§ **ACTION ITEM**:
Print the line that contains "hair, dropping a point on every instance." and every line after it through the last line of the records below, exactly as written and nothing else.

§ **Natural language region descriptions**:
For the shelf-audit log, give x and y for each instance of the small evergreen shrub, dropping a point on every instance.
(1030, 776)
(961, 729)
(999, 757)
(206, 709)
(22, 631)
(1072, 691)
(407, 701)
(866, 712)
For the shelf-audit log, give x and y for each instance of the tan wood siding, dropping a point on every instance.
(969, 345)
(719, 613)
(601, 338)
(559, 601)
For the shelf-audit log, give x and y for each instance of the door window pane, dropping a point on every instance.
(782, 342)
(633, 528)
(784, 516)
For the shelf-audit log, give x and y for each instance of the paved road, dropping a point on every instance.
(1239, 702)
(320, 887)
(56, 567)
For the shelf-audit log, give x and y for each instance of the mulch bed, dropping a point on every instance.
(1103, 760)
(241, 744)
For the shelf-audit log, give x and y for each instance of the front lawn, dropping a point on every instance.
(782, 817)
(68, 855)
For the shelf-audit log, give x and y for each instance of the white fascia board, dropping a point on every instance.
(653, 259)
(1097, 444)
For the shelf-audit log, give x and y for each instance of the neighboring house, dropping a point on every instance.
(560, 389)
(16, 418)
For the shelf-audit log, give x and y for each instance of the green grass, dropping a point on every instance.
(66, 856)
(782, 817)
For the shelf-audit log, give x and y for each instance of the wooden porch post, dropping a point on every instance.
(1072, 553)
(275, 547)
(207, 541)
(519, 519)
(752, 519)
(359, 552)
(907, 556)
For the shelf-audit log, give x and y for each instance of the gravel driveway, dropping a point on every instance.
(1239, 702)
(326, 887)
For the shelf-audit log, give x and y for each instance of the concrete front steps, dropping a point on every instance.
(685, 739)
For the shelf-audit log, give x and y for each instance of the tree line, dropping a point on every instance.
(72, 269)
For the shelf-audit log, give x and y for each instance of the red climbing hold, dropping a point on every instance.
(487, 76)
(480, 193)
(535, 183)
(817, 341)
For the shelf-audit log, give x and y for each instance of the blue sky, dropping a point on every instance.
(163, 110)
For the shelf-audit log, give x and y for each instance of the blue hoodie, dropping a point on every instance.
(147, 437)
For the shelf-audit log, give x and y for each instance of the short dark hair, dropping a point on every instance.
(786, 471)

§ **TASK OUTPUT**:
For the shelf-audit log, give x and y for each instance of the short dark hair, dropping a point on every instance.
(786, 471)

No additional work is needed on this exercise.